_DESAFIO 1_: Reescreva o trecho sobre hip-hop começando em "Mimil - Conheci" e seguindo até "comecei a curtir.", trocando "livro" por "volume".

_TRECHO PARA LEITURA_:
Não podemos perder de vista que somos um grupo cultural, mas somos diferentes por conta de um compromisso com a revolução. Partir para a ação, pra gente, significa isso.


Mimil - Conheci o Luta Armada no “Hip-hop ao trabalho”. Lá, vi o Gas-PA cantando e depois fui apresentada a ele pelo Flávio, um amigo meu, também fundador do Luta Armada. Gas-PA me perguntou se eu gostava de ler e me emprestou o livro Capitalismo para principiantes. Li o livro, gostei e peguei outros com ele, quando me perguntou se eu queria entrar no Luta Armada. Antes eu ouvia todo tipo de música e quando ouvi rap pela primeira vez falei: “essa música é que é boa”. Conheci o hip-hop e estou começando a grafitar. Minha formação política começou por causa do coletivo. O primeiro livro político que eu li foi o que Gas-PA me emprestou.

Não tinha ouvido falar em rap e percebi que era uma coisa diferente. O cara falava da realidade, falava do que acontece quando você usa drogas. O funk só fala que é bom e o rap não. Achei isso maneiro e comecei a curtir.

Gas-PA- Comecei a prestar mais atenção no rap, porque também mexia mais comigo. Eu andava de bike e rap é uma música comum entre os que praticam o esporte. Em 1991, o Public Enemy, referência no rap mundial, fez um show em São Paulo. Eu nunca tinha saído do Rio. Fui para São Paulo e fiquei impressionado como o hip-hop já tinha uma força, como o movimento era grande por lá e fazia parte do cotidiano das pessoas. Soube que existia todo um universo em torno do movimento que eu desconhecia.

Comecei a pesquisar, vi que era aquilo que eu queria e hoje o hip-hop é responsável pela minha consciência. Costumo dizer que eu sou preto desde 1991. Antes eu era qualquer coisa. Pretos eram meus amigos mais escuros do que eu, vítimas de um monte de piadas minhas.

Comecei a questionar o porquê daqueles caras, que eram como eu, falarem tantas coisas desconhecidas para mim e o porquê do discurso deles ser tão articulado.


Gás-PA- No meu caso, o fator étnico é bem presente. O rap nasceu do Dub. Um cara tocava Dub na Jamaica e o levou pra Nova York. Não pegou do jeito que ele esperava, então ele fez os improvisos em cima do funk e do soul. Essa coisa étnica, dos ritmos vindos da África, não tem como não tocar a gente.

_REGISTROS DO CONJUNTO_:
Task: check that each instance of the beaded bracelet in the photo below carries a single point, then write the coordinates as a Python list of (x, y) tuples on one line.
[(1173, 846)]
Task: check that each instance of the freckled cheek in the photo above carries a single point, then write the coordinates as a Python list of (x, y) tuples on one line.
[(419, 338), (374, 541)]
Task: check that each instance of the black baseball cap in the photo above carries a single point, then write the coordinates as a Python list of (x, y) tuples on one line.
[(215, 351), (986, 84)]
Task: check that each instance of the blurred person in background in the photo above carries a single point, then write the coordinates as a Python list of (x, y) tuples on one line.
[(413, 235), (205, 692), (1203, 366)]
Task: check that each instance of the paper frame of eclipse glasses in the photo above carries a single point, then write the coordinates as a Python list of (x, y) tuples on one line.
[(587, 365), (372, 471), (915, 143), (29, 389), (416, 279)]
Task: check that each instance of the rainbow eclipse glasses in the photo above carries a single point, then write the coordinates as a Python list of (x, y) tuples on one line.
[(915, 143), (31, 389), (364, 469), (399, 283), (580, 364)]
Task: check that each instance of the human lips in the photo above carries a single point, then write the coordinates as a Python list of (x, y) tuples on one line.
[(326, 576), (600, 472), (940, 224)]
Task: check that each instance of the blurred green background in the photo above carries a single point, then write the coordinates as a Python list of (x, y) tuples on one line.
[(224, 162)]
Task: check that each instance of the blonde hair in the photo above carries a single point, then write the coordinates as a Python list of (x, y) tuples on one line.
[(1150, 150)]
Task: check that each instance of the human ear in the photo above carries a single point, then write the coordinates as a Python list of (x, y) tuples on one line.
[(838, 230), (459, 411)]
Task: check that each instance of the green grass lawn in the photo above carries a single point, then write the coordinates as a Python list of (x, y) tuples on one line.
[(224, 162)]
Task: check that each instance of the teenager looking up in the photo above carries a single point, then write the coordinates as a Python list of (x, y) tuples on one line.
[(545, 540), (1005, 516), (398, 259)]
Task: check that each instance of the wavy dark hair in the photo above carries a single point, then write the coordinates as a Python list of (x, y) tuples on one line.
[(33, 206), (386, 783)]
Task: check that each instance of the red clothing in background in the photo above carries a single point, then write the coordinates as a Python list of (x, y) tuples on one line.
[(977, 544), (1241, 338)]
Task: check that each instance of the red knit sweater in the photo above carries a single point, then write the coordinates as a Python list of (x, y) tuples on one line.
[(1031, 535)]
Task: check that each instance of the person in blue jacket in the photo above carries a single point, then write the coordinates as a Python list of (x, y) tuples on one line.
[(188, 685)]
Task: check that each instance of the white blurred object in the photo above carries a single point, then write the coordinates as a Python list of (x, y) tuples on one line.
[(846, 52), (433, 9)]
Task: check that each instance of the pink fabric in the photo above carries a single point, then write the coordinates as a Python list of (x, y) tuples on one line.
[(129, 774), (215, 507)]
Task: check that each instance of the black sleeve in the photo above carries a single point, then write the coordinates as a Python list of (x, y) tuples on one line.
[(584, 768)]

_DESAFIO 2_: Repita sem nenhuma alteração os registros, começando na linha com "Task: check that each instance of the red clothing" e seguindo até a linha com "[(1031, 535)]", incluindo as duas.

_SOLUÇÃO DA TAREFA 1_:
Mimil - Conheci o Luta Armada no “Hip-hop ao trabalho”. Lá, vi o Gas-PA cantando e depois fui apresentada a ele pelo Flávio, um amigo meu, também fundador do Luta Armada. Gas-PA me perguntou se eu gostava de ler e me emprestou o volume Capitalismo para principiantes. Li o volume, gostei e peguei outros com ele, quando me perguntou se eu queria entrar no Luta Armada. Antes eu ouvia todo tipo de música e quando ouvi rap pela primeira vez falei: “essa música é que é boa”. Conheci o hip-hop e estou começando a grafitar. Minha formação política começou por causa do coletivo. O primeiro volume político que eu li foi o que Gas-PA me emprestou.

Não tinha ouvido falar em rap e percebi que era uma coisa diferente. O cara falava da realidade, falava do que acontece quando você usa drogas. O funk só fala que é bom e o rap não. Achei isso maneiro e comecei a curtir.

_SOLUÇÃO DA TAREFA 2_:
Task: check that each instance of the red clothing in background in the photo above carries a single point, then write the coordinates as a Python list of (x, y) tuples on one line.
[(977, 544), (1241, 338)]
Task: check that each instance of the red knit sweater in the photo above carries a single point, then write the coordinates as a Python list of (x, y) tuples on one line.
[(1031, 535)]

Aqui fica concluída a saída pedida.